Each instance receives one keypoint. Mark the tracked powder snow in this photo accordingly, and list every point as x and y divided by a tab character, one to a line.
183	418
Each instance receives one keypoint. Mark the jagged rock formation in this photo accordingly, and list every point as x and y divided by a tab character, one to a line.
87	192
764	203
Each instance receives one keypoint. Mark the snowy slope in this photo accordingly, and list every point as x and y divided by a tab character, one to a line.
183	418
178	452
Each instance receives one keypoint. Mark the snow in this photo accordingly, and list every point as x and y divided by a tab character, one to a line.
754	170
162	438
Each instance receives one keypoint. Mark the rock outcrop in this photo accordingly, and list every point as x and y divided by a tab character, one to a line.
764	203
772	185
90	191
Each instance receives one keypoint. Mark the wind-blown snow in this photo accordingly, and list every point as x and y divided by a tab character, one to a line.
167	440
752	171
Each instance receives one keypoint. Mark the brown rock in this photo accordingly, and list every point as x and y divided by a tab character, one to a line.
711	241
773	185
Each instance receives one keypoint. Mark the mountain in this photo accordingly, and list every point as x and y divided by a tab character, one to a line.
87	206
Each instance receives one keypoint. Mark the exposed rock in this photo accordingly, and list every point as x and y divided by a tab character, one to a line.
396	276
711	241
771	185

────────

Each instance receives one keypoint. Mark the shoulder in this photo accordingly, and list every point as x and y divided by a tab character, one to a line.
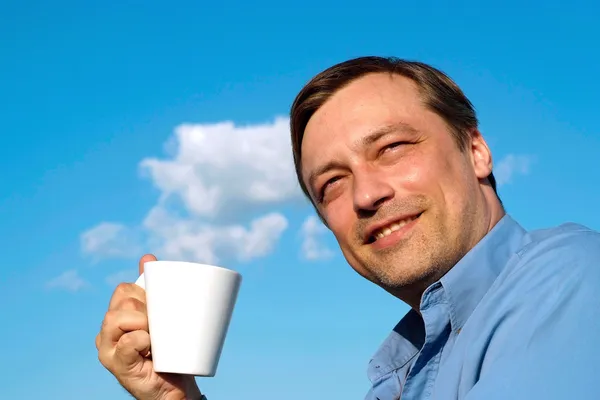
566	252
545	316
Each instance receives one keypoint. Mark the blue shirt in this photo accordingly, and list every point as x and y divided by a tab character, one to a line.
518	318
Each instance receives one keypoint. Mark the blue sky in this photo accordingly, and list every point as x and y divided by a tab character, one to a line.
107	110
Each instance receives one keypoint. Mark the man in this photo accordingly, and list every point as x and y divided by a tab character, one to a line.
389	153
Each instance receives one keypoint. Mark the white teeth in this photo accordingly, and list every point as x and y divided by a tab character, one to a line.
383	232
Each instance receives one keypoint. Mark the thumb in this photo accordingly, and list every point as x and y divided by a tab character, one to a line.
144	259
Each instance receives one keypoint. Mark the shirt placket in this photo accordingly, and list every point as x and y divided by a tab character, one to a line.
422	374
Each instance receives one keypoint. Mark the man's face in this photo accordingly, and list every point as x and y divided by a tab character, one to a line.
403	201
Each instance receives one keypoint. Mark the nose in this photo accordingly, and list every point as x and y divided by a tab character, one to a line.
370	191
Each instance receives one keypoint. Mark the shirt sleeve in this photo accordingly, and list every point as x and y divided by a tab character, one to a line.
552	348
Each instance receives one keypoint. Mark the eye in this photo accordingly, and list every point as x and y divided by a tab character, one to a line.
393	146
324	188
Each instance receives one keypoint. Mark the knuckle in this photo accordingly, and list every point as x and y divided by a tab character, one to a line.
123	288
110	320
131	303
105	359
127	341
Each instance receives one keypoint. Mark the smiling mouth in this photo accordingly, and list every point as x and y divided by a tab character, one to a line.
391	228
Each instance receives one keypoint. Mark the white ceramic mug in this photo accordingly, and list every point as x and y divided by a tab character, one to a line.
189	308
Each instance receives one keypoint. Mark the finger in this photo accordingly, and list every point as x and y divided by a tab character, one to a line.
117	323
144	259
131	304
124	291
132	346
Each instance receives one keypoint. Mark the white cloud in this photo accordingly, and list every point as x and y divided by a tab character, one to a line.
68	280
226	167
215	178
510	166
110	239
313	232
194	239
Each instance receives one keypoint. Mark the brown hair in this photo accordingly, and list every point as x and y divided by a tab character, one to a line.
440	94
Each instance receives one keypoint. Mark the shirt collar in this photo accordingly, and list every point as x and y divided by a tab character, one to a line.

────────

Return every line of the records above that contains the word "brown", with case counting.

* [Reply to the exercise]
Each instance receives one keypoint. Mark the brown rock in this photo accordingly, and list every point as x and y divided by a tab character, one to a line.
Each instance receives one keypoint. Mark the brown hair in this photo accordingly, and list every point as x and y divided by a tab character, one to a line.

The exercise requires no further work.